Written instruction => Resume the explanation of half-wave rectified bias voltage, continuing it from after its last sentence.

==== Document passage ====

Kinda sorta! But not really!
What comes out of your wall is AC. Bias voltage needs DC. This much you know!
The diode is what converts it to DC-- it's what's called a "half-wave rectifier." But the way it does that is that it just chops off the voltage every time it swings negative-- in other words, only the positive bits remain after passing through the diode. Like this:
So what you have left is not smooth battery-like DC, but rather pulsing
DC. What's worse is that since it's half-wave rectified, it pulses only 50 times a second in Europe, or 60 times a second in the US. In other words, there's a big "gap" in between each pulse.
Predictably, if you didn't do anything to this, it would hum
at 50 (or 60) Hz. Note that the waveform you have left is "sine" on one side, and "square" on the other (where the rectifier lopped it off). This means that in addition to the basic 50 or 60 Hz tone, you'll have lots of upper harmonics present, too (square waves have tons and tons of harmonics--- fourier's theorem
states that any periodic waveform can be mathematically represented as the sum of several sine waves).

==== Entries supplied ====

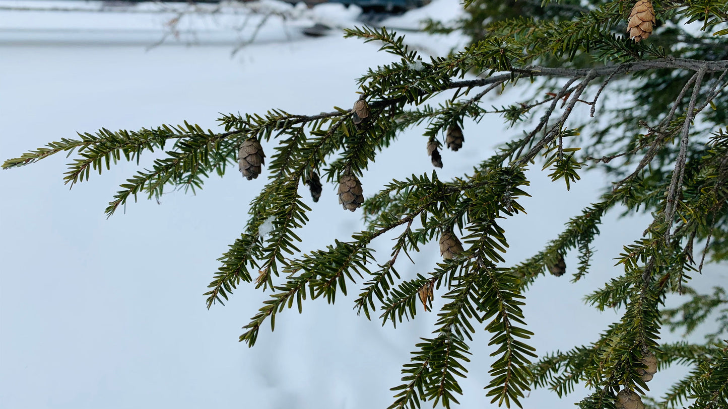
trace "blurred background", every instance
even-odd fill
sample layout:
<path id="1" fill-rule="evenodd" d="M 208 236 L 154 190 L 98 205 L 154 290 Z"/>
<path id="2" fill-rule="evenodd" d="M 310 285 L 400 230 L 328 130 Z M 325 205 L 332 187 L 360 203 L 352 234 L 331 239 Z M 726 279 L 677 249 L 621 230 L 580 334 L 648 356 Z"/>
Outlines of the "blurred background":
<path id="1" fill-rule="evenodd" d="M 356 79 L 395 57 L 378 52 L 376 44 L 344 39 L 343 28 L 396 30 L 427 59 L 467 39 L 421 32 L 422 22 L 452 21 L 461 13 L 456 0 L 1 0 L 0 157 L 100 128 L 186 120 L 215 130 L 221 113 L 315 114 L 350 106 L 357 98 Z M 506 90 L 487 102 L 505 105 L 522 92 Z M 505 129 L 496 116 L 466 123 L 465 146 L 443 153 L 438 175 L 462 176 L 520 131 Z M 361 178 L 365 194 L 392 178 L 432 172 L 426 142 L 421 129 L 402 134 Z M 154 158 L 143 157 L 139 166 Z M 396 330 L 367 320 L 352 309 L 360 280 L 336 305 L 319 299 L 304 304 L 301 315 L 283 312 L 275 332 L 261 330 L 248 349 L 237 341 L 240 328 L 268 294 L 242 286 L 224 307 L 205 308 L 202 294 L 216 259 L 242 231 L 265 169 L 253 181 L 230 169 L 197 195 L 170 192 L 159 202 L 140 197 L 107 219 L 106 203 L 138 166 L 119 163 L 69 191 L 62 181 L 68 161 L 58 155 L 0 172 L 0 407 L 369 409 L 393 401 L 388 389 L 398 384 L 418 339 L 434 330 L 432 312 L 420 312 Z M 510 243 L 507 265 L 539 251 L 607 187 L 604 177 L 592 171 L 567 191 L 539 168 L 529 174 L 532 198 L 522 202 L 528 214 L 503 222 Z M 347 240 L 364 227 L 361 214 L 343 211 L 335 193 L 325 185 L 317 203 L 303 195 L 313 211 L 298 233 L 302 251 Z M 649 222 L 649 215 L 619 216 L 609 214 L 594 243 L 591 274 L 576 284 L 568 275 L 549 275 L 526 294 L 526 322 L 539 355 L 589 343 L 619 319 L 620 311 L 600 313 L 582 301 L 619 274 L 612 259 Z M 382 259 L 389 238 L 376 243 Z M 412 257 L 416 264 L 398 265 L 405 278 L 427 273 L 440 259 L 436 245 Z M 575 256 L 566 264 L 575 265 Z M 706 271 L 713 280 L 728 279 L 724 268 Z M 707 291 L 710 281 L 701 284 L 698 277 L 693 285 Z M 435 308 L 440 304 L 436 296 Z M 490 407 L 483 390 L 493 352 L 488 338 L 481 332 L 472 343 L 470 374 L 461 382 L 463 408 Z M 685 371 L 662 371 L 650 386 L 659 394 Z M 562 400 L 537 390 L 523 403 L 566 408 L 586 394 L 577 389 Z"/>

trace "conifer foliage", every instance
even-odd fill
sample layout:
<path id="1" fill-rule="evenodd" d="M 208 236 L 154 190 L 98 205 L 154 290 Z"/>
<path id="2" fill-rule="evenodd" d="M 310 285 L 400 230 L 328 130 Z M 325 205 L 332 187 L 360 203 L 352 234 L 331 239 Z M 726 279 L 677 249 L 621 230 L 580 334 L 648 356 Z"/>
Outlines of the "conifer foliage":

====

Result of this exercise =>
Your filter cap's job is to charge on the pulses, and discharge in the "gaps." This serves to "even out" the DC so that it's more like battery DC. This is why they're sometimes called "smoothing capacitors..." they take the "lumpy" input signal and even it out so that it's more like a straight line.
If you installed an extra small-value film bypass cap, it would be able to discharge and charge very quickly-- and ideally be 'fast' enough to deal with the upper harmonics imparted by the square half of the waveform.
blah blah blah!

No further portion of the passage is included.